→ TASK A
Will you convert the listing that follows the IPC XML page into a numbered list, one number per line, with blank lines dropped?

→ TEXT EXCERPT
━━━━━━━━━━

# Fun with IPC XML, Python xml, lxml and ElementTree

### Python Quellen
* John Shipman's tutorial on [Python XML processing with lxml](https://www.academia.edu/38587906/Python_XML_processing_with_lxml)
* [The ElementTree API on](https://docs.python.org/3/library/xml.etree.elementtree.html) on python.org
* Tutorials on [Real Python](https://realpython.com/)
* [Pandas Documentation](https://pandas.pydata.org/pandas-docs/stable/index.html)

### WIPO Links
* Current Edition of IPC Master Files from [WIPO's Download and IT support area](https://www.wipo.int/classifications/ipc/en/ITsupport/), here the  [direkt link zu the zip File](https://www.wipo.int/ipc/itos4ipc/ITSupport_and_download_area//20210101/MasterFiles/ipc_scheme_images_20210101.zip)
* Documentation and XSDs are [here](https://www.wipo.int/classifications/ipc/en/ITsupport/Version20210101/documentation/IPCfiles.html), esp. the Specification of the Scheme file [here](https://www.wipo.int/ipc/itos4ipc/ITSupport_and_download_area/Documentation/20210101/IPC_scheme_specs_v3_1.docx)
* [Link](https://www.wipo.int/classifications/ipc/ipcpub/?notion=scheme&version=20210101&symbol=none&menulang=en&lang=en&viewmode=f&fipcpc=no&showdeleted=yes&indexes=no&headings=yes&notes=yes&direction=o2n&initial=A&cwid=none&tree=no&searchmode=smart) to the IPC Browser of WIPO


First, we download the IPC XML from WIPO, to work with it further down the road. This is every time needed, after this machine here restarted!

In [1]:
import requests, zipfile, io, os, time

tic = time.perf_counter() * 1000

url = 'https://www.wipo.int/ipc/itos4ipc/ITSupport_and_download_area//20210101/MasterFiles/ipc_scheme_20210101.zip'
r = requests.get(url)
z = zipfile.ZipFile(io.BytesIO(r.content))

━━━━━━━━━━

→ PROVIDED DATA
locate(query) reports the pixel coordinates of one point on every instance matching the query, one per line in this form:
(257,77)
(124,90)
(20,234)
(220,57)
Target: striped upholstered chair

━━━━━━━━━━

→ TASK B
Could you copy out the stretch from "tic = time.perf_counter()" through "z = zipfile.ZipFile(io.BytesIO(r.content))" of the IPC XML page above, word for word?

→ WORKED SOLUTION A
1. locate(query) reports the pixel coordinates of one point on every instance matching the query, one per line in this form:
2. (257,77)
3. (124,90)
4. (20,234)
5. (220,57)
6. Target: striped upholstered chair

→ WORKED SOLUTION B
tic = time.perf_counter() * 1000

url = 'https://www.wipo.int/ipc/itos4ipc/ITSupport_and_download_area//20210101/MasterFiles/ipc_scheme_20210101.zip'
r = requests.get(url)
z = zipfile.ZipFile(io.BytesIO(r.content))